**What you will do**
Wherever the word "points" shows up in the data, report the line it sits in.

□ □ □ □ □

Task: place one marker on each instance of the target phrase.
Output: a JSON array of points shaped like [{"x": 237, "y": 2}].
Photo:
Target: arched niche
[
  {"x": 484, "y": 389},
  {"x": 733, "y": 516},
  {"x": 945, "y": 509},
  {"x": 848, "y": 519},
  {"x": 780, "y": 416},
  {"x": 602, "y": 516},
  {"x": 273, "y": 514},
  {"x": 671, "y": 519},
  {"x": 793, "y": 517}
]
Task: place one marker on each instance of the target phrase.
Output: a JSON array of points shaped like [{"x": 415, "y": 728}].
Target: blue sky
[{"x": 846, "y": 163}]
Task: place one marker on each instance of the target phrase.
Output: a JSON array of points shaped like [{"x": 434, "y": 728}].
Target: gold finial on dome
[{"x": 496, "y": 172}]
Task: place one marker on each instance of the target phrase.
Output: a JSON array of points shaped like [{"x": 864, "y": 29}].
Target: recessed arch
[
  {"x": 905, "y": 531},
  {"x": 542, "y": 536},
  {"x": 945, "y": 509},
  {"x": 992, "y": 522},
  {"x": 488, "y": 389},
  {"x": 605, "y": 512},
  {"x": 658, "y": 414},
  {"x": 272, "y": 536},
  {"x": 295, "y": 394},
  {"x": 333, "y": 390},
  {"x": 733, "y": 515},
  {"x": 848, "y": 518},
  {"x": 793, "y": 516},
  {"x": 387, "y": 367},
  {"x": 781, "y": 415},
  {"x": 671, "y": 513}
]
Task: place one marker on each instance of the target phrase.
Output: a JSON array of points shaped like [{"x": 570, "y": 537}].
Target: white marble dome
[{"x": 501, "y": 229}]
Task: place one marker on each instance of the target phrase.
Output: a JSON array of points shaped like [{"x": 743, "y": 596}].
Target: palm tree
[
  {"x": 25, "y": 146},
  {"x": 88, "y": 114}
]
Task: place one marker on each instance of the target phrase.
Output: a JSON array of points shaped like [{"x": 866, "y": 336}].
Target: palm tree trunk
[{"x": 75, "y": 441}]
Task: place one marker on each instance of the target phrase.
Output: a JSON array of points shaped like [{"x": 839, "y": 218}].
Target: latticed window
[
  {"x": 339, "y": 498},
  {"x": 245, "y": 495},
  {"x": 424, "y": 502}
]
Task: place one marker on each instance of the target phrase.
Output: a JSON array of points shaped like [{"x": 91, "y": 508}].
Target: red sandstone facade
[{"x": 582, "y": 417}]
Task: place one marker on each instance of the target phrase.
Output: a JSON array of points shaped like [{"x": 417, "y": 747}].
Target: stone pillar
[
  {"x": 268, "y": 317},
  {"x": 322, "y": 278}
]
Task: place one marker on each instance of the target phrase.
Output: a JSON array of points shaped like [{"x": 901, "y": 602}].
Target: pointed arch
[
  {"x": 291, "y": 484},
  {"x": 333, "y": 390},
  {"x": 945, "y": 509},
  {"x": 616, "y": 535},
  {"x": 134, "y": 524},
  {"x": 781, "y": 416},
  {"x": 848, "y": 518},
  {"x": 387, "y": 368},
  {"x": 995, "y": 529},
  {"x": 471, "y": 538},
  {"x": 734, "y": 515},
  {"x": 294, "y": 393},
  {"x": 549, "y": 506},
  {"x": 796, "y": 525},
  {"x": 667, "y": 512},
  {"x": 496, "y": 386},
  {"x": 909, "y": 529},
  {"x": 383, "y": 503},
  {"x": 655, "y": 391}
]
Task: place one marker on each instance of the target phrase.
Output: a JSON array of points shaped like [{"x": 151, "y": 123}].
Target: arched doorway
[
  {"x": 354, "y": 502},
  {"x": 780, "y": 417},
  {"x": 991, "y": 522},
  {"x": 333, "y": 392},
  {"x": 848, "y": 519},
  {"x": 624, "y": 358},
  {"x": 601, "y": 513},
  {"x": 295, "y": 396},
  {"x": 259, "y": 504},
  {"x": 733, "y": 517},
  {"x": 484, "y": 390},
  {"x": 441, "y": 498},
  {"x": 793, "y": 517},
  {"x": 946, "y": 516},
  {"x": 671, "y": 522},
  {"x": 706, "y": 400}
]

□ □ □ □ □

**Result of this task**
Output: a JSON array of points shaped like [{"x": 237, "y": 2}].
Output: a JSON array of points shaped like [{"x": 415, "y": 728}].
Output: a JSON array of points shaped like [{"x": 434, "y": 728}].
Output: a JSON array of points shaped like [{"x": 864, "y": 29}].
Output: a JSON array of points shaped like [{"x": 570, "y": 537}].
Output: a JSON array of points shaped like [{"x": 743, "y": 596}].
Output: a JSON array of points shaped like [{"x": 866, "y": 336}].
Output: a JSON array of points shaped like [{"x": 839, "y": 218}].
Output: a JSON array of points shaped like [{"x": 91, "y": 508}].
Output: a JSON array of points shaped like [{"x": 417, "y": 747}].
Output: a JSON array of points shaped like [{"x": 901, "y": 602}].
Output: a JSON array of points shaped like [{"x": 151, "y": 123}].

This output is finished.